— START Data excerpts —
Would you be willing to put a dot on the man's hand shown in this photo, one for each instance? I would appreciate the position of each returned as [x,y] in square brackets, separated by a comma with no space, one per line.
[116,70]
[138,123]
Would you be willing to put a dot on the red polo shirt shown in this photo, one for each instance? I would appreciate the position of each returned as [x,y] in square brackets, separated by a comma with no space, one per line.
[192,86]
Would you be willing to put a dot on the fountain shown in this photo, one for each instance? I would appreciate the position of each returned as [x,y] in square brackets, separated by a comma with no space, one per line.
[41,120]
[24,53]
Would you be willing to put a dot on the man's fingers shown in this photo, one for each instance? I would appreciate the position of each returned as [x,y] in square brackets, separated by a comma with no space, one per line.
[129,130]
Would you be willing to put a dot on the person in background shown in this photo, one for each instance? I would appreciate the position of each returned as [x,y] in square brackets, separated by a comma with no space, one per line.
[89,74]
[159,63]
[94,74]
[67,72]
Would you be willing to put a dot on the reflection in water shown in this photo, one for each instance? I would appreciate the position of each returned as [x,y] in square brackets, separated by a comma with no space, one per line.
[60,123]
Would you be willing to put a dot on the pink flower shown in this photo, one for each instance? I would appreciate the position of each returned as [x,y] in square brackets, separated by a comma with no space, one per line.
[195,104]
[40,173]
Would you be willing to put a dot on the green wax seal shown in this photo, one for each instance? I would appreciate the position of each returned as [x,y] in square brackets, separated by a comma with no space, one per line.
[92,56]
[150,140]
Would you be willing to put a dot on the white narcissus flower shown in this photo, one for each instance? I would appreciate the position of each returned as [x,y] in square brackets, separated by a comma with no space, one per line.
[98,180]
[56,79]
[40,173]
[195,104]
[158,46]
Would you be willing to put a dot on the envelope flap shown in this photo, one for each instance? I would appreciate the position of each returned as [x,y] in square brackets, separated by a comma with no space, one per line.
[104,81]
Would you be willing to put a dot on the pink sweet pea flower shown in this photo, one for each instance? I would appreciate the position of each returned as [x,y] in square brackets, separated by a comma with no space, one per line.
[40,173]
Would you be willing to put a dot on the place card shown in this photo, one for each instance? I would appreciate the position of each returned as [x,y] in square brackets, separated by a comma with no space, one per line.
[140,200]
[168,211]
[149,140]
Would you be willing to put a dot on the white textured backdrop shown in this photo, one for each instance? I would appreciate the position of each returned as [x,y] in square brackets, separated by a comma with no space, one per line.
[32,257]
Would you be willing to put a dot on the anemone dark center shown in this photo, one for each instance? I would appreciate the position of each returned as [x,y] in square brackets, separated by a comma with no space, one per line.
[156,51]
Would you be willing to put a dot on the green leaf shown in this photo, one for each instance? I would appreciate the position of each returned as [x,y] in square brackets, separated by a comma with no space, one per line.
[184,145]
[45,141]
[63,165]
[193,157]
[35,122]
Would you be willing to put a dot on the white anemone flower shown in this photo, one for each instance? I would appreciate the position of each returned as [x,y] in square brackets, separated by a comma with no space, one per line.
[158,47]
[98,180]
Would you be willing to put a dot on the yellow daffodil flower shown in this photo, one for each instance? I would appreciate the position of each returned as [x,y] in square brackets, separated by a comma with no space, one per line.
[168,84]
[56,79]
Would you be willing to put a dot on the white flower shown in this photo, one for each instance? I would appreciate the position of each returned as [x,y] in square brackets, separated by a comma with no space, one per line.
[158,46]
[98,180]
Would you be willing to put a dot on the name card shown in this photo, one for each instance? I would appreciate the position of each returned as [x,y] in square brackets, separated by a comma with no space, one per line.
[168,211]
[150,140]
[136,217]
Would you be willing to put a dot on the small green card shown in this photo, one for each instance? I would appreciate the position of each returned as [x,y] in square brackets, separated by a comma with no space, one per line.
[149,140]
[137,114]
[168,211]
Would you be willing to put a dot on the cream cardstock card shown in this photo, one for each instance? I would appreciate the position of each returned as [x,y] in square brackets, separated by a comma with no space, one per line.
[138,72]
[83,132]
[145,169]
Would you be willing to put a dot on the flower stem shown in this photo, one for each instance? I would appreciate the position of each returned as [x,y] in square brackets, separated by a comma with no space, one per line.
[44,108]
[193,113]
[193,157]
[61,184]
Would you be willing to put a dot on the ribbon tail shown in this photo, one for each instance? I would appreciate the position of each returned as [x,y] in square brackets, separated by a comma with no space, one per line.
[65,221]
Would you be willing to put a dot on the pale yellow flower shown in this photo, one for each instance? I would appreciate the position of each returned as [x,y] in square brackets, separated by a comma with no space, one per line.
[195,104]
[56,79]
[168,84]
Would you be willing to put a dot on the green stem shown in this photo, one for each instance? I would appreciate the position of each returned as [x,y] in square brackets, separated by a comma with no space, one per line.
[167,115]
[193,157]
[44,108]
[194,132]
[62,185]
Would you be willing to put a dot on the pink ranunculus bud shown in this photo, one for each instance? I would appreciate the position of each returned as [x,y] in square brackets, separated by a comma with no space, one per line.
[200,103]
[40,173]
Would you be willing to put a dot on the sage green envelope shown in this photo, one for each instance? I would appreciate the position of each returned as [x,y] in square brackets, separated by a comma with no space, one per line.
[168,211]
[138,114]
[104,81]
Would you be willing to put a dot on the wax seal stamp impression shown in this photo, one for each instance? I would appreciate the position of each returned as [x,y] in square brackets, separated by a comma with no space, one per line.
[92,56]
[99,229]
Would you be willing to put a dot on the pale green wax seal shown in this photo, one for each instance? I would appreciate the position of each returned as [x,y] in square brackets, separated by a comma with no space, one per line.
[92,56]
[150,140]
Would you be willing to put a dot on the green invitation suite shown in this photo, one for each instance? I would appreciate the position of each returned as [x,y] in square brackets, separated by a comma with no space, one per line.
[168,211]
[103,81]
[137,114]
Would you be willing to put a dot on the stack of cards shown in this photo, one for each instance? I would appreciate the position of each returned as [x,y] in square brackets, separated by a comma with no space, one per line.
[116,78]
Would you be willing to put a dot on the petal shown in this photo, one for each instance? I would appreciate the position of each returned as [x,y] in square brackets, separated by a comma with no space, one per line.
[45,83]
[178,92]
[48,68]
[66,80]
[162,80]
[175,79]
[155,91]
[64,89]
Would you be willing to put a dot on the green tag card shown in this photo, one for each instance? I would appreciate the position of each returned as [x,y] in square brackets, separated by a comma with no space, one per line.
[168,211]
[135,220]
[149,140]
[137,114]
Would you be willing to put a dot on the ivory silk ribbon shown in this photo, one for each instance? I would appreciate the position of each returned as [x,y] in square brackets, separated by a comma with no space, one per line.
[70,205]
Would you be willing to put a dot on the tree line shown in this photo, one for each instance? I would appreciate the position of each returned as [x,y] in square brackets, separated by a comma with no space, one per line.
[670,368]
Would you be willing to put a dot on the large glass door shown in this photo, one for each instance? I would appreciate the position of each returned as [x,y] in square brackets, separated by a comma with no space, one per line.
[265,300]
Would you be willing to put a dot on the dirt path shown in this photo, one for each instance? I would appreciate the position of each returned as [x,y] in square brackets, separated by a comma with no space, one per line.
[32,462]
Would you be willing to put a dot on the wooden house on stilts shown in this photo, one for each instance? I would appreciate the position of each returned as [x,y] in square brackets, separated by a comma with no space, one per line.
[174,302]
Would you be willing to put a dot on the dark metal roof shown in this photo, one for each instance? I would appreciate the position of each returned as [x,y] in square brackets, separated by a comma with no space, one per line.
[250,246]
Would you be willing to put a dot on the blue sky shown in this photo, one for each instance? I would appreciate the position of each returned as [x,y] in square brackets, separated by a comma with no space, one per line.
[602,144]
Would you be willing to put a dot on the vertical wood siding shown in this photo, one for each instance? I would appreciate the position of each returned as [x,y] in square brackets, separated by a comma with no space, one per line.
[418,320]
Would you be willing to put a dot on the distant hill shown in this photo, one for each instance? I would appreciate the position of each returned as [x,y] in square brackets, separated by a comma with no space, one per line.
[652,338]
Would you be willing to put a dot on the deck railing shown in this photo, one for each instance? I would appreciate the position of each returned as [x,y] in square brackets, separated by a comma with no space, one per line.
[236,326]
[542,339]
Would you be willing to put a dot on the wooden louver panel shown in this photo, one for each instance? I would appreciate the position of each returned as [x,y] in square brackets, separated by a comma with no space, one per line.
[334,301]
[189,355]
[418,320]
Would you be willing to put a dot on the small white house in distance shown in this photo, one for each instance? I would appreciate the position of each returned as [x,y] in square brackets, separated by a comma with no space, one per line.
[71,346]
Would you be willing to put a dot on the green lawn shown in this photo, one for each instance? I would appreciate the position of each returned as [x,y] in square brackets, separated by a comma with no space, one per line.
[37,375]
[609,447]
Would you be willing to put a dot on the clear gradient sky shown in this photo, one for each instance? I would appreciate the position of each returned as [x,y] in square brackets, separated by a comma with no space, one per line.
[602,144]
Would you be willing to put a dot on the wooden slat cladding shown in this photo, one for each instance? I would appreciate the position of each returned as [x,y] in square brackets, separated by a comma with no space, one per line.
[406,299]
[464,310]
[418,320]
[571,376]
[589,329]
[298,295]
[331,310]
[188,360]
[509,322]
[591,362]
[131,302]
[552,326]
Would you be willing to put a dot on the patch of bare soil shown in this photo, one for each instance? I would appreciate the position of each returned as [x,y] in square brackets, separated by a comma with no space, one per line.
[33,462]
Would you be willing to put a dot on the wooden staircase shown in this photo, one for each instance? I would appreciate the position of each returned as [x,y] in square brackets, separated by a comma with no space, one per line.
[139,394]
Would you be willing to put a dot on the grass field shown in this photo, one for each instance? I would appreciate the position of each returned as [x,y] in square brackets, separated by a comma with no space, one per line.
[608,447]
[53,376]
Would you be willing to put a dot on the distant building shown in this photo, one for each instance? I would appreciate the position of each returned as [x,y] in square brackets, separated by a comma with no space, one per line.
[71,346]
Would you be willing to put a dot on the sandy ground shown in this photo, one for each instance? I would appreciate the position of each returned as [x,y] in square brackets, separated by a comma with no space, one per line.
— END Data excerpts —
Task to complete
Copy out the lines of the listing above, starting at the line containing "Would you be willing to put a dot on the grass" and continuing through the last line of the listing. Keep every line unchanged.

Exercise output
Would you be willing to put a dot on the grass field shown in this photo, one for each instance? I would appreciate the position of each returned as [x,y] in square brackets, separated by a comma with no space, one per line.
[608,447]
[53,376]
Would you be willing to put a dot on the distant building shown in this photo, one for each instance? I would appreciate the position of each returned as [x,y] in square brackets, separated by a comma with no space, one per line.
[71,346]
Would you be willing to put a dot on the sandy ground shown in this photo, one for each instance? I would appreciate the position of each returned as [x,y] in square brackets, separated by a comma with no space, one per line.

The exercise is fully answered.